Document extract
---------------

After computing MSE and MAPE for each training window, I visualize
the errors to compare forecasting performance across sample sizes. The
plots below show how prediction accuracy changes as the training period
becomes shorter.
par(mfrow = c(1, 2))
# -----------------------
# MSE Plot
# -----------------------
plot(1:4, MSE, type = "b", col = "darkred",
ylab = "Error", xlab = "",
main = "MSE", axes = FALSE)
labs <- c("n=144", "n=120", "n=96", "n=72")
axis(1, at = 1:4, labels = labs)
axis(2)
# Label the points with their values
text(1:4, MSE - 0.002, as.character(round(MSE, 4)),
col = "darkred", cex = 0.7)
# -----------------------
# MAPE Plot
# -----------------------
plot(1:4, MAPE, type = "b", col = "blue",
ylab = "Error", xlab = "",
main = "MAPE", axes = FALSE)
axis(1, at = 1:4, labels = labs)
axis(2)
# Label the points with their values
text(1:4, MAPE + 0.001, as.character(round(MAPE, 4)),
col = "blue", cex = 0.7)

The error plots show how forecast accuracy changes with different
training window sizes. Both MSE and MAPE are lowest when using the
largest training windows (n = 144 and n = 120), indicating that models
with more historical data produce more accurate six-month forecasts.
Error values increase for the shorter training windows (n = 96 and n =
72), especially for MSE, suggesting that reducing the amount of
available history weakens predictive performance. Overall, the visual
patterns confirm that longer training periods lead to more reliable
short-term gasoline price forecasts, while shorter windows introduce
more variability and higher forecasting errors.

---------------

Material
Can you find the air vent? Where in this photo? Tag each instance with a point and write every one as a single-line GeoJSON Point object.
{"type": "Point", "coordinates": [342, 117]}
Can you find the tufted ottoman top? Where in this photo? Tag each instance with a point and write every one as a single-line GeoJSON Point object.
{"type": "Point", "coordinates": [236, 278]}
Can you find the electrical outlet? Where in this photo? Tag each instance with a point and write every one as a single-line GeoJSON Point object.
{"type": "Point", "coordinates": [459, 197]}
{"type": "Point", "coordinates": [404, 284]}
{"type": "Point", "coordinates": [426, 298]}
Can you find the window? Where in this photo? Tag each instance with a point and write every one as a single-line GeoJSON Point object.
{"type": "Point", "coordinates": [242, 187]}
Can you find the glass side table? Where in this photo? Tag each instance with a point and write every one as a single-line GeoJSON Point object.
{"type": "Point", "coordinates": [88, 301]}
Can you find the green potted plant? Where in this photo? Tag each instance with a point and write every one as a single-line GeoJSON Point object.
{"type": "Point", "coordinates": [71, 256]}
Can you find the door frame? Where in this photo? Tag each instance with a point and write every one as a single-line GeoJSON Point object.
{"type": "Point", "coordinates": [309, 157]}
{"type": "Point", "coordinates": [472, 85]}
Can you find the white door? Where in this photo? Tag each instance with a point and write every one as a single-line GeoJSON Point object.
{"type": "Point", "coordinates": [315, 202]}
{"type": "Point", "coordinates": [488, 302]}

---------------

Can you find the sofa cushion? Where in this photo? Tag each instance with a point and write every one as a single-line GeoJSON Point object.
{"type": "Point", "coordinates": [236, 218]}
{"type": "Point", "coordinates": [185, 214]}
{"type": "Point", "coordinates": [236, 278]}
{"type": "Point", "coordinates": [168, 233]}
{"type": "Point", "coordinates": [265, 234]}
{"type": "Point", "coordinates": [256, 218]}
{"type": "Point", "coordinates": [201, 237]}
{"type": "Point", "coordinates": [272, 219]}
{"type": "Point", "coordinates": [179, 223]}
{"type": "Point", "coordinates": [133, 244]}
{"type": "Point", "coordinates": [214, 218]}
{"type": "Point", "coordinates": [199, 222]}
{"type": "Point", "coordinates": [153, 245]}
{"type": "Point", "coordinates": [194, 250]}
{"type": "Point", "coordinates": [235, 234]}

---------------

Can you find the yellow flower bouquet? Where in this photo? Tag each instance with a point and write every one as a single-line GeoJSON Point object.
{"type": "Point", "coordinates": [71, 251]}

---------------

Challenges
1. In the gasoline forecast text, which training window sizes give the lowest MSE and MAPE?
2. Copy the gasoline forecast text from "The error plots" up to and including "higher forecasting errors.", keeping every character unchanged.

Answers below
1. The largest ones, n = 144 and n = 120.

2.
The error plots show how forecast accuracy changes with different
training window sizes. Both MSE and MAPE are lowest when using the
largest training windows (n = 144 and n = 120), indicating that models
with more historical data produce more accurate six-month forecasts.
Error values increase for the shorter training windows (n = 96 and n =
72), especially for MSE, suggesting that reducing the amount of
available history weakens predictive performance. Overall, the visual
patterns confirm that longer training periods lead to more reliable
short-term gasoline price forecasts, while shorter windows introduce
more variability and higher forecasting errors.